Your copy of the data should match it exactly, leaving out only the pictures.

(Material supplied)

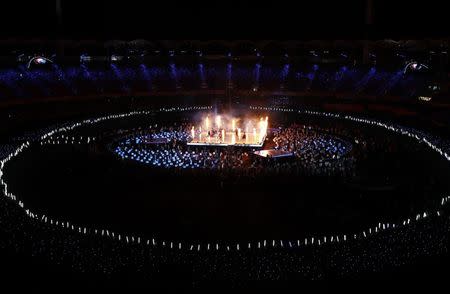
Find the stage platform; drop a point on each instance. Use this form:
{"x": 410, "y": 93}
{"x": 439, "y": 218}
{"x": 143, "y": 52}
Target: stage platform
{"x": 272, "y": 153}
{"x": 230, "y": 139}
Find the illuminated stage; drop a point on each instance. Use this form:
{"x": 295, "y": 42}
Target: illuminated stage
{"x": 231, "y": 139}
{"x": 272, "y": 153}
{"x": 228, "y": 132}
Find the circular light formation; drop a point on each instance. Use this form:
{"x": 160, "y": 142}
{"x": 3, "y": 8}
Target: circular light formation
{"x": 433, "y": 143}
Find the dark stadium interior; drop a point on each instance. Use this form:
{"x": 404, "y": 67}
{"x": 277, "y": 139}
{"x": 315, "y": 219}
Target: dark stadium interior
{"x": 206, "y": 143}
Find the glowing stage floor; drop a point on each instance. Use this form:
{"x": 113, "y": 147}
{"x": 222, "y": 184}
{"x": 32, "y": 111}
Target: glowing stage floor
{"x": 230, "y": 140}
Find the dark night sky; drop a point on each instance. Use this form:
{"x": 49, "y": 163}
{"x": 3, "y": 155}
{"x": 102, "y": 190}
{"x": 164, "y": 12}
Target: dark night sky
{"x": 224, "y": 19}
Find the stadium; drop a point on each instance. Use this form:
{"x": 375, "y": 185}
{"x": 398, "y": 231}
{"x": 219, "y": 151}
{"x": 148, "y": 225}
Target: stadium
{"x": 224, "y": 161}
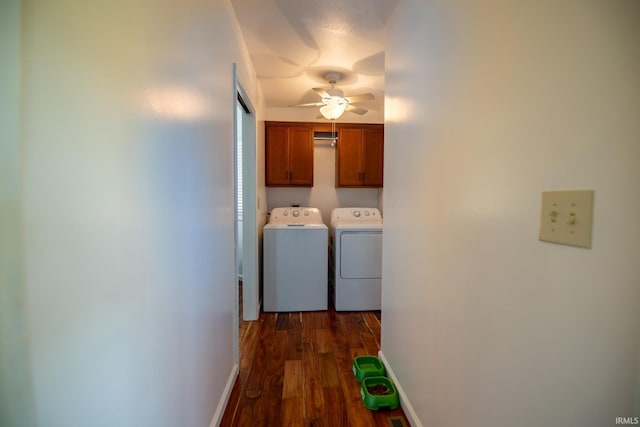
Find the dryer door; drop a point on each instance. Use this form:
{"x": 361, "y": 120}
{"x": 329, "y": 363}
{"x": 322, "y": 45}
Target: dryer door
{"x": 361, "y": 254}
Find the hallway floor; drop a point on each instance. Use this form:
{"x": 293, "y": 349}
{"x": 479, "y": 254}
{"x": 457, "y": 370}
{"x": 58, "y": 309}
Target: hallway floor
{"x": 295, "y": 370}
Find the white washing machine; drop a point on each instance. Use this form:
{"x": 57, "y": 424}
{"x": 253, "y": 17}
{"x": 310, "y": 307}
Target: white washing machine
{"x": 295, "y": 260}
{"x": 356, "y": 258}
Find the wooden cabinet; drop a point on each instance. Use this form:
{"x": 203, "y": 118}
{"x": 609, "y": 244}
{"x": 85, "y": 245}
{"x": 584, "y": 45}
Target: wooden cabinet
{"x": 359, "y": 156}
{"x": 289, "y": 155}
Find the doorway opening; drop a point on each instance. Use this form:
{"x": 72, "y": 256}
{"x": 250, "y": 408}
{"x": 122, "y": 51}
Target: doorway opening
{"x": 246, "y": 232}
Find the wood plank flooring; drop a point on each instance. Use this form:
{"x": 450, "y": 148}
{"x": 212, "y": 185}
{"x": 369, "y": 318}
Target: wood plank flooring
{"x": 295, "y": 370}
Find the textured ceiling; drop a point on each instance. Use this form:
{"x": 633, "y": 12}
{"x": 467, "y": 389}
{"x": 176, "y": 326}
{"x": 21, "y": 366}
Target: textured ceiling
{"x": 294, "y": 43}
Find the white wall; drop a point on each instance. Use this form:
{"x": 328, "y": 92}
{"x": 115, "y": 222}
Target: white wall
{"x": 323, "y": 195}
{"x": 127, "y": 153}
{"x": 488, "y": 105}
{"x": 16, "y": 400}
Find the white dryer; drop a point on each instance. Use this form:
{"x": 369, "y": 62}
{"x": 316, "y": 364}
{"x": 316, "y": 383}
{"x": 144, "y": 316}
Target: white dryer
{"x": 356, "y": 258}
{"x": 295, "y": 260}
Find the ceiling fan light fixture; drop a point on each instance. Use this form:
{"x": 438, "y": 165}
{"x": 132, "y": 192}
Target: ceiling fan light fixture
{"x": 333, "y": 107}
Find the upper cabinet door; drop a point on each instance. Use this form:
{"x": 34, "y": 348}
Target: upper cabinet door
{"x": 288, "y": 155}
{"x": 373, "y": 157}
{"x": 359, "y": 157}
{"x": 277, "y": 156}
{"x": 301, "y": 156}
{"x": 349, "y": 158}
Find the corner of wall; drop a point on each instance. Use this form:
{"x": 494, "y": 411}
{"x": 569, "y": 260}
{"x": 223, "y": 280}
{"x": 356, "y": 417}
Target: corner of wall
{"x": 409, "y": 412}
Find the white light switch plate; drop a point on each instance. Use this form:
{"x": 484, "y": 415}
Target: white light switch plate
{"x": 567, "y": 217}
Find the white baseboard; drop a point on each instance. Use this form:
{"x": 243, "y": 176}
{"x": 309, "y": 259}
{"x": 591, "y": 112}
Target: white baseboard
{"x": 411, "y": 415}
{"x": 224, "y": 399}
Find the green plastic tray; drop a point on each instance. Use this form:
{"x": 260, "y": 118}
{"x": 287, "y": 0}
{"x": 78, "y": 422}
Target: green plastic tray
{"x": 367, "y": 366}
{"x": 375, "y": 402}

(End Material supplied)

Answer section:
Find the stage platform; drop a point on each instance. Use this form:
{"x": 410, "y": 93}
{"x": 439, "y": 218}
{"x": 143, "y": 52}
Target: stage platform
{"x": 272, "y": 153}
{"x": 230, "y": 139}
Find the illuminated stage; drop a point on each instance. Use this form:
{"x": 295, "y": 42}
Target: illuminated stage
{"x": 231, "y": 139}
{"x": 272, "y": 153}
{"x": 228, "y": 132}
Find the circular light formation; drop a point on each instance. Use this form:
{"x": 160, "y": 142}
{"x": 3, "y": 8}
Target: circular light formation
{"x": 433, "y": 143}
Find the dark stadium interior; drop a point on each instance. Use this form:
{"x": 404, "y": 67}
{"x": 277, "y": 139}
{"x": 315, "y": 219}
Target: dark stadium interior
{"x": 206, "y": 143}
Find the glowing stage floor; drop a point on each instance. Use this form:
{"x": 113, "y": 147}
{"x": 222, "y": 184}
{"x": 32, "y": 111}
Target: glowing stage floor
{"x": 230, "y": 140}
Find the dark night sky; drop a point on each instance. Use this form:
{"x": 49, "y": 163}
{"x": 3, "y": 155}
{"x": 102, "y": 190}
{"x": 164, "y": 12}
Target: dark night sky
{"x": 224, "y": 19}
Find the stadium; drop a point on each instance. Use this form:
{"x": 375, "y": 185}
{"x": 398, "y": 231}
{"x": 219, "y": 151}
{"x": 148, "y": 225}
Target: stadium
{"x": 224, "y": 161}
Find the dryer door; drop a point on each instance. Use this form:
{"x": 361, "y": 120}
{"x": 329, "y": 363}
{"x": 322, "y": 45}
Target: dryer door
{"x": 361, "y": 254}
Find the hallway floor; drop a point on each instance. Use this form:
{"x": 293, "y": 349}
{"x": 479, "y": 254}
{"x": 457, "y": 370}
{"x": 58, "y": 309}
Target: hallway floor
{"x": 295, "y": 370}
Find the white washing machine; drop a point on each instance. Use this form:
{"x": 57, "y": 424}
{"x": 253, "y": 17}
{"x": 310, "y": 307}
Target: white washing machine
{"x": 295, "y": 260}
{"x": 356, "y": 258}
Find the wooden cabinet; drop a point on each instance. Use this form:
{"x": 203, "y": 118}
{"x": 609, "y": 244}
{"x": 85, "y": 245}
{"x": 584, "y": 45}
Target: wooden cabinet
{"x": 359, "y": 156}
{"x": 289, "y": 155}
Find the doorway opening; drop a point on each instance. Use this form:
{"x": 72, "y": 256}
{"x": 250, "y": 408}
{"x": 122, "y": 51}
Target: doorway opening
{"x": 246, "y": 232}
Find the wood plank flooring; drop a point on each instance. Use this form:
{"x": 450, "y": 148}
{"x": 212, "y": 185}
{"x": 369, "y": 318}
Target: wood plank flooring
{"x": 295, "y": 370}
Find the textured ceiling; drop a point on each instance. Use this form:
{"x": 633, "y": 12}
{"x": 467, "y": 389}
{"x": 176, "y": 326}
{"x": 21, "y": 366}
Target: textured ceiling
{"x": 294, "y": 43}
Find the white wall; drop a point on each instance. Use this form:
{"x": 328, "y": 92}
{"x": 115, "y": 222}
Target: white wall
{"x": 323, "y": 195}
{"x": 127, "y": 153}
{"x": 488, "y": 105}
{"x": 16, "y": 400}
Find the white dryer; drop a point on each instance. Use this form:
{"x": 369, "y": 62}
{"x": 316, "y": 364}
{"x": 316, "y": 383}
{"x": 144, "y": 316}
Target: white dryer
{"x": 356, "y": 258}
{"x": 295, "y": 260}
Find the ceiling fan light fixture; drop a point on each instance. Use this form:
{"x": 438, "y": 165}
{"x": 132, "y": 192}
Target: ceiling fan light fixture
{"x": 333, "y": 107}
Find the upper cabinet door; drop a point on each instance. Use this form:
{"x": 34, "y": 348}
Target: upper cabinet door
{"x": 288, "y": 155}
{"x": 373, "y": 157}
{"x": 359, "y": 157}
{"x": 277, "y": 156}
{"x": 301, "y": 156}
{"x": 349, "y": 158}
Find the corner of wall; drop a point on each instance. Use this form:
{"x": 494, "y": 411}
{"x": 569, "y": 260}
{"x": 223, "y": 280}
{"x": 356, "y": 417}
Target: corner of wall
{"x": 409, "y": 412}
Find the white light switch plate; drop a point on each instance. Use this form:
{"x": 484, "y": 415}
Target: white light switch plate
{"x": 567, "y": 217}
Find the white baseboard; drop a point on each instance. Use this form:
{"x": 243, "y": 176}
{"x": 309, "y": 259}
{"x": 591, "y": 112}
Target: white baseboard
{"x": 411, "y": 415}
{"x": 224, "y": 399}
Find the green plastic tray; drop a point on each instance. Use this form:
{"x": 260, "y": 118}
{"x": 287, "y": 0}
{"x": 78, "y": 422}
Target: green plastic tray
{"x": 367, "y": 366}
{"x": 375, "y": 402}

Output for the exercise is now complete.